■ To be done
Copy out all the rows below, changing each "Draw the outline" to "Trace the outline" and keeping every other character the same.

■ Entries provided
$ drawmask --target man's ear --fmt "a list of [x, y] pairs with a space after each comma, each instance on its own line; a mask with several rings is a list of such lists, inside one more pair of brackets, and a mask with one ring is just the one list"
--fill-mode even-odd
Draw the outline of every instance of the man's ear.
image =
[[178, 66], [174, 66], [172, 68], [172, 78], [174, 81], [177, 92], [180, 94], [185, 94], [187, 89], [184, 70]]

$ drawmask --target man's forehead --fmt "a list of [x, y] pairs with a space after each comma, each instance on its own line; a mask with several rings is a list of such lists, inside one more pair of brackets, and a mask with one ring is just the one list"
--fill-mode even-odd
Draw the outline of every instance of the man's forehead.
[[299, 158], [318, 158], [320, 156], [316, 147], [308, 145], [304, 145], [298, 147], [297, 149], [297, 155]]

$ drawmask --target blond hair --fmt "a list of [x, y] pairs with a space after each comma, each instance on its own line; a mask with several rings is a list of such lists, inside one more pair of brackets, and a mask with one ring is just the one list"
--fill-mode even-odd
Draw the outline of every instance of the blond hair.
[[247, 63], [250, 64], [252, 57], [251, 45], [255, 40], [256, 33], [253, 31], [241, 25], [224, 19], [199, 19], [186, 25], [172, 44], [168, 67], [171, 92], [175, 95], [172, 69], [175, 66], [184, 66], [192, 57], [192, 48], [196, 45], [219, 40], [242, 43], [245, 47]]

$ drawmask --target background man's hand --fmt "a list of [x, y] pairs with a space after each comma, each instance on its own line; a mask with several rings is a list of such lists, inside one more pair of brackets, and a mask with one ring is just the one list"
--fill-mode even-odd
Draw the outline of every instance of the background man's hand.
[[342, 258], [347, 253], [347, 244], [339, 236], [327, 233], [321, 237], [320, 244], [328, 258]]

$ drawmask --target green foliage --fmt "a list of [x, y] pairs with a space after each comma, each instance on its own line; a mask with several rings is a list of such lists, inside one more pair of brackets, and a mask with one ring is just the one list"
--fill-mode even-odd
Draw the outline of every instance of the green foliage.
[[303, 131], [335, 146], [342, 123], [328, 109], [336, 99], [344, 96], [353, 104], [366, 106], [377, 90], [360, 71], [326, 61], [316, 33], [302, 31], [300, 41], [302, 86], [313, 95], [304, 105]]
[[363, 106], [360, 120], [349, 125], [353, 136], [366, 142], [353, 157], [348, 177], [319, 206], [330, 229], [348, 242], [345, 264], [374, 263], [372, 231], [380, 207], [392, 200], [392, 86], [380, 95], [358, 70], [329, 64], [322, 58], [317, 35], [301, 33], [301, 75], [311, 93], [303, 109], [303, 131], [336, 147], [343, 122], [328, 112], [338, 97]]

■ Exercise result
$ drawmask --target man's ear --fmt "a list of [x, y] pairs with a space after each comma, each instance on its own line; a mask with several rings is a list of such lists, inside one more pair of brackets, and a mask with one ring is just the one list"
--fill-mode even-odd
Trace the outline of every instance of the man's ear.
image =
[[178, 66], [174, 66], [172, 68], [172, 78], [174, 81], [177, 92], [180, 94], [185, 94], [187, 89], [184, 70]]

$ drawmask --target man's forehead --fmt "a list of [x, y] pairs with a space after each comma, each instance on its own line; a mask with several rings is a list of such lists, inside one more pair of brackets, and a mask with one ring is just the one list"
--fill-mode even-odd
Trace the outline of every instance of the man's forehead.
[[299, 158], [318, 158], [320, 156], [316, 147], [308, 145], [304, 145], [298, 147], [297, 149], [297, 155]]

$ drawmask --target blond hair --fmt "a list of [x, y] pairs with a space after each comma, each instance on its own line; a mask with several rings is a list of such lists, inside one more pair of brackets, and a mask with one ring is just the one list"
--fill-mode even-odd
Trace the outline of every instance of the blond hair.
[[247, 63], [250, 64], [252, 57], [251, 45], [255, 40], [256, 33], [253, 31], [241, 25], [224, 19], [199, 19], [186, 25], [172, 44], [168, 67], [171, 92], [175, 95], [172, 69], [175, 66], [184, 66], [192, 57], [192, 48], [196, 45], [219, 40], [242, 43], [245, 47]]

$ drawmask --target background man's hand --fmt "a list of [x, y] pairs with a space after each comma, each instance on its own line; a mask with several rings is a list of such lists, inside one more pair of brackets, and a mask with one ring is just the one list"
--fill-mode even-odd
Trace the outline of every instance of the background man's hand.
[[342, 258], [347, 253], [347, 244], [339, 236], [327, 233], [321, 237], [320, 244], [328, 258]]

$ drawmask --target green foliage --fmt "a list of [x, y] pairs with a space after each comma, each instance on its own line; a mask with several rings is a list of such lists, inside one more pair of brackets, and a mask with one ring is just the one list"
--fill-mode even-odd
Trace the outline of every instance of the green foliage.
[[303, 131], [335, 146], [342, 123], [328, 109], [336, 99], [344, 96], [353, 104], [366, 106], [377, 90], [360, 71], [326, 61], [316, 33], [302, 31], [300, 41], [302, 86], [313, 95], [304, 105]]
[[363, 106], [360, 120], [349, 125], [353, 136], [366, 142], [353, 157], [348, 177], [319, 206], [330, 229], [348, 242], [345, 264], [374, 263], [372, 231], [380, 207], [392, 200], [392, 86], [380, 95], [358, 70], [329, 64], [322, 58], [317, 35], [301, 33], [301, 75], [311, 93], [303, 109], [303, 131], [336, 147], [343, 122], [328, 112], [338, 97]]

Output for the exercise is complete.